── Data

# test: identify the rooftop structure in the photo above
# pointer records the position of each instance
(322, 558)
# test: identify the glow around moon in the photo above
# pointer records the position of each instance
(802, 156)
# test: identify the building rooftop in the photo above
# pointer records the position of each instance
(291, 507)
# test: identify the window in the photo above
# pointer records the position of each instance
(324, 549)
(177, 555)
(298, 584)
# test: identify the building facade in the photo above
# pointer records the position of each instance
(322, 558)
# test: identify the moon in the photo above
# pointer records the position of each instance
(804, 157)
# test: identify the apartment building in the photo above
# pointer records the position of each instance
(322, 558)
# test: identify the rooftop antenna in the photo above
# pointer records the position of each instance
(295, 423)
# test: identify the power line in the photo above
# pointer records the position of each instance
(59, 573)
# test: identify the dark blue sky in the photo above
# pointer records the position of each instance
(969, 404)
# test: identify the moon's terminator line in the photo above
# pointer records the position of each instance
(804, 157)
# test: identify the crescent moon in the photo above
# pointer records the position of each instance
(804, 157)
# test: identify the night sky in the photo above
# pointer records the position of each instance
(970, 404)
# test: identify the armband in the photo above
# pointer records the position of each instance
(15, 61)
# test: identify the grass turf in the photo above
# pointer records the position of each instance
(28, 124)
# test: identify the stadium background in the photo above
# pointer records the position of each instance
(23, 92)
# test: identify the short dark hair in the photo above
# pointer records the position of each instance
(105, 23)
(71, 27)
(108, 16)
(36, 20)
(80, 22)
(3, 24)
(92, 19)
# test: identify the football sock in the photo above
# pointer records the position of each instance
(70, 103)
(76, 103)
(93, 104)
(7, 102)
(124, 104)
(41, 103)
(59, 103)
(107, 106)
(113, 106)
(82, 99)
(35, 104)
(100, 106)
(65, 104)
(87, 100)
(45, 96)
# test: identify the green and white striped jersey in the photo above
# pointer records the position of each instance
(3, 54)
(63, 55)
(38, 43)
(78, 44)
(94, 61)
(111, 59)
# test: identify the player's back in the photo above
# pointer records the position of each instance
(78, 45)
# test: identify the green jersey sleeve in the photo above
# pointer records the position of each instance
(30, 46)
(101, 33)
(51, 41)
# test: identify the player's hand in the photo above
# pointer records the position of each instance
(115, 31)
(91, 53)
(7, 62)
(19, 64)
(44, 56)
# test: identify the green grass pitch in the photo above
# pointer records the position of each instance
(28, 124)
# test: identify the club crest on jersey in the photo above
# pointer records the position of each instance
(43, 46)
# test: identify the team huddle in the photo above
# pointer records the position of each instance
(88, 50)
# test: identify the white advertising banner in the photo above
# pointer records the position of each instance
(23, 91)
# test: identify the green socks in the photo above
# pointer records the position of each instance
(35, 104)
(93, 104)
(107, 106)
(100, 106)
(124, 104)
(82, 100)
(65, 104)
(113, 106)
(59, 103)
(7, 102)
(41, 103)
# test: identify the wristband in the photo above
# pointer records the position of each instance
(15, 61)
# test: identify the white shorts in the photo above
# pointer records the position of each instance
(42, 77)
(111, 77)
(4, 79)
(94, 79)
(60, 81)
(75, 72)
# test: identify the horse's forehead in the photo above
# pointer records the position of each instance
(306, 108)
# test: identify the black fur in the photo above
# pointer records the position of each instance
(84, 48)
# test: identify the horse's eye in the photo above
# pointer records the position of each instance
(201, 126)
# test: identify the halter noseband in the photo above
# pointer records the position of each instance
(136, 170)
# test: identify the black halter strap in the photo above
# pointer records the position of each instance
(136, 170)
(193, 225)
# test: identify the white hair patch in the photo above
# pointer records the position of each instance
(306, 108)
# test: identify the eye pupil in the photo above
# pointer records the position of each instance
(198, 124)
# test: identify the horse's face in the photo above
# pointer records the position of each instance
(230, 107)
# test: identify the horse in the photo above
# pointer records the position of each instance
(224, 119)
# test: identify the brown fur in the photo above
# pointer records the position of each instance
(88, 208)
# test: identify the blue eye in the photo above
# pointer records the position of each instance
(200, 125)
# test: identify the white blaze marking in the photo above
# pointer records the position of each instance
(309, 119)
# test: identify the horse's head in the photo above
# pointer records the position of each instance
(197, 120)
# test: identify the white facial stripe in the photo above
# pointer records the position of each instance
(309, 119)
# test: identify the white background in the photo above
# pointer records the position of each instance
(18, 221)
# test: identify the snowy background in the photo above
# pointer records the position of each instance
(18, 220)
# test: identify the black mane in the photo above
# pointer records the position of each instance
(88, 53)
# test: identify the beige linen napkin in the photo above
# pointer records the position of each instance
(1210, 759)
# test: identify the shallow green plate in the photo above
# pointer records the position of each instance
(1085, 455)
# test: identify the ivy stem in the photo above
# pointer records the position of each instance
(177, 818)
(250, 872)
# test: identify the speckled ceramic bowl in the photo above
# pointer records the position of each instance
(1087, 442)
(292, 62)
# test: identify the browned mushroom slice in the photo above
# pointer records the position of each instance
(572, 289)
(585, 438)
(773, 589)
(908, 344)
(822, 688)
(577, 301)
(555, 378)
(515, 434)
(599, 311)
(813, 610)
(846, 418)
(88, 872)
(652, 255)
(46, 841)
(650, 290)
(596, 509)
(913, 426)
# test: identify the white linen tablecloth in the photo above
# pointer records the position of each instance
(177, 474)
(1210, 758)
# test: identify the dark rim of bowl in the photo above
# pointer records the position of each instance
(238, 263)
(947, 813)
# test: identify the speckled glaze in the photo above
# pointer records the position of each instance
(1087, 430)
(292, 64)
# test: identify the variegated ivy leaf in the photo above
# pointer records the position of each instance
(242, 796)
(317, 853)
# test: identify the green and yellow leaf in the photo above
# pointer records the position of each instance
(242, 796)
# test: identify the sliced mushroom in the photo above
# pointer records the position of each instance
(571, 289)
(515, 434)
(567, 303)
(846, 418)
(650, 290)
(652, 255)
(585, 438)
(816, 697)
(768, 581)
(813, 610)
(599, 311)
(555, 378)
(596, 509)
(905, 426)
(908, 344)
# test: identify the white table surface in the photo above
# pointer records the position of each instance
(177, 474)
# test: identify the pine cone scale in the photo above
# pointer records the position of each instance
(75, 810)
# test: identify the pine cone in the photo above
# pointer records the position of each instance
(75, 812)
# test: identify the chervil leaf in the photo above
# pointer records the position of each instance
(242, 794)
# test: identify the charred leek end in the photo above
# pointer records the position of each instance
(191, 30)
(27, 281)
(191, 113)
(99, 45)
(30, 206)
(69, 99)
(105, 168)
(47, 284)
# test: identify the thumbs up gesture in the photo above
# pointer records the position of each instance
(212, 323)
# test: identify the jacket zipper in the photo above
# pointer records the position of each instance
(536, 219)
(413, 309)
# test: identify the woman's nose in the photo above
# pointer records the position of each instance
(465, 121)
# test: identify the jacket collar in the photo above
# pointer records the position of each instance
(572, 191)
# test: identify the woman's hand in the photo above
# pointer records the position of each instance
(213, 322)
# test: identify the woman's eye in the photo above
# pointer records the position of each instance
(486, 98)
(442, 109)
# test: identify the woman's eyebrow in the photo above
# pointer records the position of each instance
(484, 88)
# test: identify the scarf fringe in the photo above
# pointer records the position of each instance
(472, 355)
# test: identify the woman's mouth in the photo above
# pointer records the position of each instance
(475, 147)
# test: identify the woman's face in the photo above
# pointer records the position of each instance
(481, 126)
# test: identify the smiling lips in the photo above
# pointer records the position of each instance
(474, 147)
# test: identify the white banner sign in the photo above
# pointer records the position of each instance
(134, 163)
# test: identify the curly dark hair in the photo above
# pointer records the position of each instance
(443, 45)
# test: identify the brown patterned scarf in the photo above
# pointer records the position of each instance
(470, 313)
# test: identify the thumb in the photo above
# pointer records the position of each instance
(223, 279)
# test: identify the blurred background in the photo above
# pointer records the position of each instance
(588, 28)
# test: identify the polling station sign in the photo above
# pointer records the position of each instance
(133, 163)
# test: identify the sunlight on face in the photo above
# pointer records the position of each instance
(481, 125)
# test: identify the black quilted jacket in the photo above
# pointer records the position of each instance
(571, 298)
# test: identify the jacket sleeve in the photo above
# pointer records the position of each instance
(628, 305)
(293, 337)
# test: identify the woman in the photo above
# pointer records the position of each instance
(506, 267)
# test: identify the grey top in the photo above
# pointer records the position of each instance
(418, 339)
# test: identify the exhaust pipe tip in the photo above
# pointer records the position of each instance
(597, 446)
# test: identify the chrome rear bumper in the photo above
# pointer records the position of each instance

────

* Problem:
When a line of the records includes "leaf", that line belongs in the answer.

* Response to this exercise:
# test: identify the variegated ivy leaf in the photo above
# test: identify the green and yellow leaf in the photo above
# test: identify the chervil leaf in the photo above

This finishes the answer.